Challenge 1
In the records, take the stretch from the line containing "the grill frame" through the line containing "[[114, 164]]" and swap "grill frame" for "barbecue frame", leaving everything else unchanged.

Tony Little is well known as the TV pitchman behind the Gazelle exercise machine. As CEO of Health International Corp., he has built a diversified company that’s sold $3 billion-worth of products since he began appearing on the Home Shopping Network in 1986. Direct-response TV has been the backbone of a company that sells fitness equipment, apparel, food, books, videos and wellness products. Little recently published There’s Always a Way: How to Develop a Positive Mindset and Succeed in Business and Life, and shared a few infomercial pointers with Direct Connect.

Direct Connect: How much of your success is due to DRTV?

Tony Little: I grew up on direct response television in the shopping channel format. When I had the opportunity to do the infomercials, I chose a company called Amazing Discoveries. The concept when I did my first show was: “Everything was an amazing discovery.” I fit into that format. I don’t use scripts; I pretty much ad-lib. I know my products and I know what I believe. They’re really fun to watch because you don’t know what I’m going to do.

Direct Connect: So you have to believe in what you’re selling?

Little: I have to believe it. I have more than 45 million people who have bought my products. You can’t please everyone all the time, but they know that I do my best to make sure the product is the best product they can get for the price and it has value. My personality comes with every product. I never put out a product that didn’t include me being a trainer and didn’t include me being able to talk to you.

Direct Connect: So infomercials build a relationship?

Challenge 2
Carry the Tony Little interview forward from its last line.

Data for processing

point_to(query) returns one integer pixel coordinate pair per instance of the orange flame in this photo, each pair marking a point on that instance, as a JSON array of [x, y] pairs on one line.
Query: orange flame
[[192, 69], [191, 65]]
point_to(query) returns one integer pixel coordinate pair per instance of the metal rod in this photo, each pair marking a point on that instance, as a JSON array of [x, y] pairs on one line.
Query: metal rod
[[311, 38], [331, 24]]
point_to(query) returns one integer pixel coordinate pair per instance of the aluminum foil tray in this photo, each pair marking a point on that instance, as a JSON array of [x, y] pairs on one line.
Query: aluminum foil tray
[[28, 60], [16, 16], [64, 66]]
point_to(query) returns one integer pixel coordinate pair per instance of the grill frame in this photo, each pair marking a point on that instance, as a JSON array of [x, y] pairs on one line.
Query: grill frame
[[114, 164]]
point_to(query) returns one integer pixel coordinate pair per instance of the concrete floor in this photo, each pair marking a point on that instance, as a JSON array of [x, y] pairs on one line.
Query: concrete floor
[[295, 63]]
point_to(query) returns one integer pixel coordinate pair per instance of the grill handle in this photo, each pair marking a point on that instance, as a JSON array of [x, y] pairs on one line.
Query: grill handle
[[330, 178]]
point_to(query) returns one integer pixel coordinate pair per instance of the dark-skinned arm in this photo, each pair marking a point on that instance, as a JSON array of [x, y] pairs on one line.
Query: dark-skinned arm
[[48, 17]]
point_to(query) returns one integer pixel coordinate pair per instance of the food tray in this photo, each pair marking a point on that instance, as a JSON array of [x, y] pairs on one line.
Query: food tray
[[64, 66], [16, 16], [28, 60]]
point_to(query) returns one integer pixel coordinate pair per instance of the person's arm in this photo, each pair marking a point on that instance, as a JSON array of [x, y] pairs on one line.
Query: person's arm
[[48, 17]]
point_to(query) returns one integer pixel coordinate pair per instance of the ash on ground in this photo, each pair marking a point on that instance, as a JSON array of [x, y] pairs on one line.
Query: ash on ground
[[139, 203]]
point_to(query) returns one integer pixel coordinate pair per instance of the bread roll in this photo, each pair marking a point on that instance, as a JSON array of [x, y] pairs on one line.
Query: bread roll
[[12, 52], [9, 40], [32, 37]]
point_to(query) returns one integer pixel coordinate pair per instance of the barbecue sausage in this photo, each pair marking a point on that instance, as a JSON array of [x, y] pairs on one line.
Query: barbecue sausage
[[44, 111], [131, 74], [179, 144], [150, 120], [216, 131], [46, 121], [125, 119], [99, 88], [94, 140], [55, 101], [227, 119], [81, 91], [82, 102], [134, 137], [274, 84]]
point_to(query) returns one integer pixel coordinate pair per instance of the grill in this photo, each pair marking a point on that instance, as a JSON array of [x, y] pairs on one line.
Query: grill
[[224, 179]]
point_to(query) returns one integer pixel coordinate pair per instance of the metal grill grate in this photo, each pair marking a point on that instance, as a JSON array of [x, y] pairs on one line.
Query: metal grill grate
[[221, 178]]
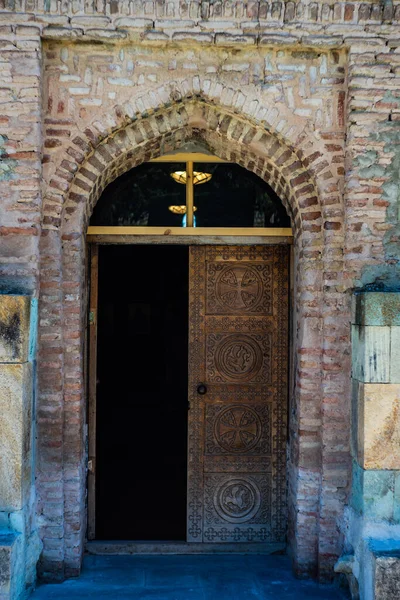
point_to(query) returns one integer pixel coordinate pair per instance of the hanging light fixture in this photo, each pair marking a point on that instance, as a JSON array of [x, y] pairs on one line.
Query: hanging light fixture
[[198, 177], [180, 209]]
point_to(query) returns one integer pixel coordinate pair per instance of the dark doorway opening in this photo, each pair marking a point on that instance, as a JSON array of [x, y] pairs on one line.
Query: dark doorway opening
[[142, 400]]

Task answer 1
point_to(query) returns one integer pixel coordinate pair per instance of the barbecue frame in this photo, each pair marking a point on that instance, as a JSON array of [x, y] pairs on one line.
Query: barbecue frame
[[114, 164]]

Task answer 2
Little: What an infomercial does is give you 26 minutes to educate a consumer via testimonials, via demonstrations and via your beliefs on why this product is so great. It’s a very valuable tool. Ninety percent of us know when you go into a department store, most of the people at the fragrance counter or the other counters do not know what they’re talking about. There’s no education once you get into a retail environment. If you’re able to get a message across on television that people will understand, that will translate not only on television, but to retail stores.

Direct Connect: What’s the key to a good DRTV pitch?

Little: Make it simple. Don’t get complicated. If this product does three things, make sure during that whole show — whether it’s testimonials or you demonstrating it — you’re supporting the three major items that people will remember about that product. Also, it’s always best to represent a product on television that has a large demographic base – male, female, all age categories — because you’re dealing in numbers. If you try to segment your business – “I just want to sell this to retired people over 60” — that isn’t going to work. That’s another thing about infomercials people don’t understand. You spend a lot of money producing a show and testing it. And then it doesn’t work? Bye, bye money.